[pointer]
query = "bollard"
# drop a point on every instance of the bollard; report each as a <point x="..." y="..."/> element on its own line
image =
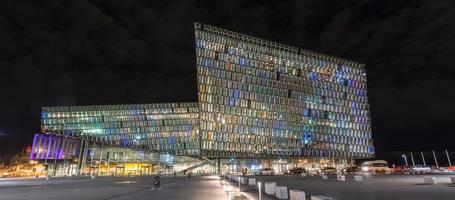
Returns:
<point x="341" y="178"/>
<point x="429" y="180"/>
<point x="320" y="197"/>
<point x="260" y="193"/>
<point x="252" y="181"/>
<point x="297" y="195"/>
<point x="244" y="180"/>
<point x="358" y="178"/>
<point x="269" y="187"/>
<point x="281" y="192"/>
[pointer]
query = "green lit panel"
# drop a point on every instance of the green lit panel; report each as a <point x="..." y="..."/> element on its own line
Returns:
<point x="263" y="99"/>
<point x="171" y="127"/>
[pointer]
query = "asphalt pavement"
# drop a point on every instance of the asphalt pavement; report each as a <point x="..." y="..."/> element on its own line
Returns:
<point x="111" y="188"/>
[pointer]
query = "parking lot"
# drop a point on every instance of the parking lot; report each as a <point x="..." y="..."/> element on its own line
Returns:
<point x="373" y="186"/>
<point x="111" y="188"/>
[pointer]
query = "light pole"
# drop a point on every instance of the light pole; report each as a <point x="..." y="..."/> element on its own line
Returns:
<point x="448" y="158"/>
<point x="412" y="159"/>
<point x="435" y="160"/>
<point x="405" y="159"/>
<point x="260" y="193"/>
<point x="423" y="158"/>
<point x="239" y="185"/>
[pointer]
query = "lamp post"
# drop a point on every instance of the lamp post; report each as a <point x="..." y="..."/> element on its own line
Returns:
<point x="405" y="159"/>
<point x="260" y="193"/>
<point x="239" y="185"/>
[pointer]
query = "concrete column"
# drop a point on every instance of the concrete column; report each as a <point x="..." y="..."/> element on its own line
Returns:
<point x="218" y="161"/>
<point x="125" y="160"/>
<point x="79" y="157"/>
<point x="101" y="159"/>
<point x="84" y="155"/>
<point x="56" y="157"/>
<point x="109" y="154"/>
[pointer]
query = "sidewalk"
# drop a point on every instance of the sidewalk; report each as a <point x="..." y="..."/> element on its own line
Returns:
<point x="196" y="188"/>
<point x="249" y="191"/>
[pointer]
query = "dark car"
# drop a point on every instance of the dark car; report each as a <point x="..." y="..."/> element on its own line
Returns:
<point x="351" y="170"/>
<point x="295" y="170"/>
<point x="402" y="169"/>
<point x="329" y="170"/>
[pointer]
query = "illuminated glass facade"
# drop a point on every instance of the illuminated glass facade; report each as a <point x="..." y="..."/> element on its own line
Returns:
<point x="169" y="128"/>
<point x="257" y="99"/>
<point x="263" y="99"/>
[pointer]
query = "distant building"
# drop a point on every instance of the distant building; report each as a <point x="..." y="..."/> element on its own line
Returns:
<point x="260" y="103"/>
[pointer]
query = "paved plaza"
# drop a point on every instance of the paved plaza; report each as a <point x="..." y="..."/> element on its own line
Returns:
<point x="383" y="187"/>
<point x="111" y="188"/>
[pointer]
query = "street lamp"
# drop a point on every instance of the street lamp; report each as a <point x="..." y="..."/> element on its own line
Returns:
<point x="405" y="159"/>
<point x="260" y="193"/>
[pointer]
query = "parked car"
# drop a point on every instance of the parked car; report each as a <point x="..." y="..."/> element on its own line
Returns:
<point x="329" y="170"/>
<point x="420" y="169"/>
<point x="295" y="170"/>
<point x="375" y="166"/>
<point x="266" y="172"/>
<point x="351" y="170"/>
<point x="401" y="169"/>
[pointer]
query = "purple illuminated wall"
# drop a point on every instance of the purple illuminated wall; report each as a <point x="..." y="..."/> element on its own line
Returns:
<point x="54" y="147"/>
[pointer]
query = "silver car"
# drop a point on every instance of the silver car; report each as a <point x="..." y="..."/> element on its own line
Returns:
<point x="420" y="169"/>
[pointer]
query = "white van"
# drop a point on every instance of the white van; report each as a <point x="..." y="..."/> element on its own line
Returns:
<point x="375" y="166"/>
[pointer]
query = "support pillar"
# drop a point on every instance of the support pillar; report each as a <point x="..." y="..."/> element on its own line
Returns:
<point x="101" y="159"/>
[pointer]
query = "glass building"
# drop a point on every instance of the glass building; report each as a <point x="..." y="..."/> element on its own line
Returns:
<point x="259" y="103"/>
<point x="262" y="99"/>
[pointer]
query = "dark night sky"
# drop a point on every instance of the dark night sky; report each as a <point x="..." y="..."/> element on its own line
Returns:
<point x="57" y="52"/>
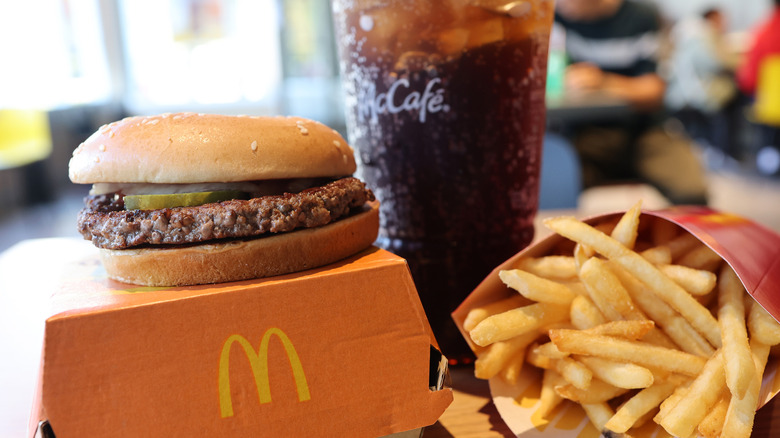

• Task details
Please pull out each line in the items above that contains the word "night".

• Solution
query = "dark night sky"
# drop a point on every instance of the dark night sky; report each as a <point x="..." y="..."/> element on its own line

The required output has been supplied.